## Begin TASK INPUTS
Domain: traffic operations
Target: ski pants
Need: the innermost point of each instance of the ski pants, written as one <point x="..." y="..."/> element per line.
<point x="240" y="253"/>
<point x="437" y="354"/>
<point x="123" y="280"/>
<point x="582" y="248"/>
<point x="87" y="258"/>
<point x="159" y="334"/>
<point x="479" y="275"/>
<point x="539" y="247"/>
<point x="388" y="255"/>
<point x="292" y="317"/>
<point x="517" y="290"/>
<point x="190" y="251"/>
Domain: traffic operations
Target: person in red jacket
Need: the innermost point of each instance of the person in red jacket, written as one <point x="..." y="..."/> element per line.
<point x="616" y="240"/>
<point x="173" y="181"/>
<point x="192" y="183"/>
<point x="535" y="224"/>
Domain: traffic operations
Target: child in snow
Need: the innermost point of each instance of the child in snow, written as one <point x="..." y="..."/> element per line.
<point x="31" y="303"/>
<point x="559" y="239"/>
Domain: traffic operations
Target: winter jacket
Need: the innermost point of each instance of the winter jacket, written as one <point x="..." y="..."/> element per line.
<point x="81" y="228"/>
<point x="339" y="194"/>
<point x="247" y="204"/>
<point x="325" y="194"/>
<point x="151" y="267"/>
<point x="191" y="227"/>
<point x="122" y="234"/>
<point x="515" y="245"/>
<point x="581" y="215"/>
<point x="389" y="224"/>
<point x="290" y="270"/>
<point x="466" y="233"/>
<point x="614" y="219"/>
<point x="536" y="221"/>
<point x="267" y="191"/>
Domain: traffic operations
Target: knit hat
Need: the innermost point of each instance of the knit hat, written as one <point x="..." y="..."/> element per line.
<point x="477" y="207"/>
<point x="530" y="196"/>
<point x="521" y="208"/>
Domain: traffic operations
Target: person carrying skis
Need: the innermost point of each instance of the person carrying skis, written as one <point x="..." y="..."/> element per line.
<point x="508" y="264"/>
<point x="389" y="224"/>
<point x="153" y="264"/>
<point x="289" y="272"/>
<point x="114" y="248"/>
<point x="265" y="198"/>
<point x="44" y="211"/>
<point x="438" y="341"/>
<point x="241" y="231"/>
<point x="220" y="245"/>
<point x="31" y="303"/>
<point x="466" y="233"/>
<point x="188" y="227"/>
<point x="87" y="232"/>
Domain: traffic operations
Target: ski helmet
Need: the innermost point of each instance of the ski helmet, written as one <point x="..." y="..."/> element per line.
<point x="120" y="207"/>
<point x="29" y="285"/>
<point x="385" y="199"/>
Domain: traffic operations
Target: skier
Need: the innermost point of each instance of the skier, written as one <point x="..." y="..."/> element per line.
## End TASK INPUTS
## Begin TASK INPUTS
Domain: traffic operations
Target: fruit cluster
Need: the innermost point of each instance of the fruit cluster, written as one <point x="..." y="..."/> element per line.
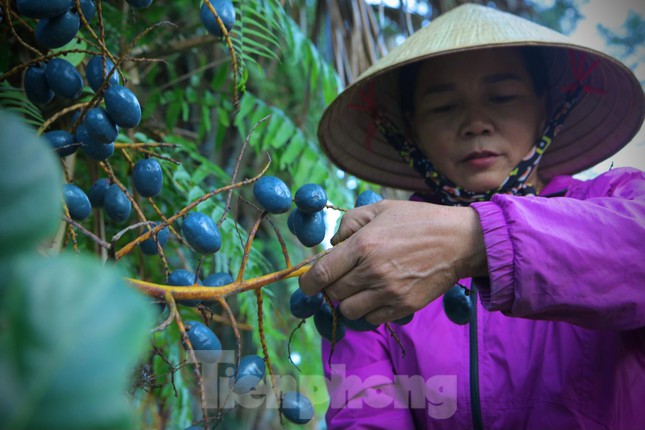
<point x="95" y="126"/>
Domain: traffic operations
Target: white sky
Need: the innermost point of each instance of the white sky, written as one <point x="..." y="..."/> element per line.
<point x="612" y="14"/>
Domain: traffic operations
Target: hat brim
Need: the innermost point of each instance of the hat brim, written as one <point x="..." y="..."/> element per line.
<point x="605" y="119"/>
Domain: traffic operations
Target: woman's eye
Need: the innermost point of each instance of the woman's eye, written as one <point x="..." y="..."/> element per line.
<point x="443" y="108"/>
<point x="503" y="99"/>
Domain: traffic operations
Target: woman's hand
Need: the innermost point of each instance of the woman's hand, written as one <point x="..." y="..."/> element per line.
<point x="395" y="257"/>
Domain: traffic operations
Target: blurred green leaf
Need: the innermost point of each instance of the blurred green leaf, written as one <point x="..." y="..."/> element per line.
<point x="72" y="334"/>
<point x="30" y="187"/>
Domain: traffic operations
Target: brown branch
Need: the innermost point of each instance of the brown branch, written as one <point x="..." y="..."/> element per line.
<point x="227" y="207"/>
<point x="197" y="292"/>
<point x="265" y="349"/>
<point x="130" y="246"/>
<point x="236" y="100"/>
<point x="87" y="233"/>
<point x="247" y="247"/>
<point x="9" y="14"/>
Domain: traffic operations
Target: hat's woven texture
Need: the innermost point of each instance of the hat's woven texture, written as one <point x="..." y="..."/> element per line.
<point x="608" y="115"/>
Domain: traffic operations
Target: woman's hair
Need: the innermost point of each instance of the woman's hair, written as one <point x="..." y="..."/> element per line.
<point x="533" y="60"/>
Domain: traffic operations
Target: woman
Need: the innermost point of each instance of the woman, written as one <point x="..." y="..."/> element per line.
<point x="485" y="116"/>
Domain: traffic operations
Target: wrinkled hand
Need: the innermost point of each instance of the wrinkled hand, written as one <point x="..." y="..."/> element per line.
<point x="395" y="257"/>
## End TASK INPUTS
-- EXERCISE BRIEF --
Locate every line in the rows above that contains the string "leaf", matching case exactly, and copy each such line.

-- EXERCISE ANSWER --
Target: blurred green leaf
Need: the innermost point of each instance of the blurred green leaf, written as one <point x="..." y="..."/> element per line.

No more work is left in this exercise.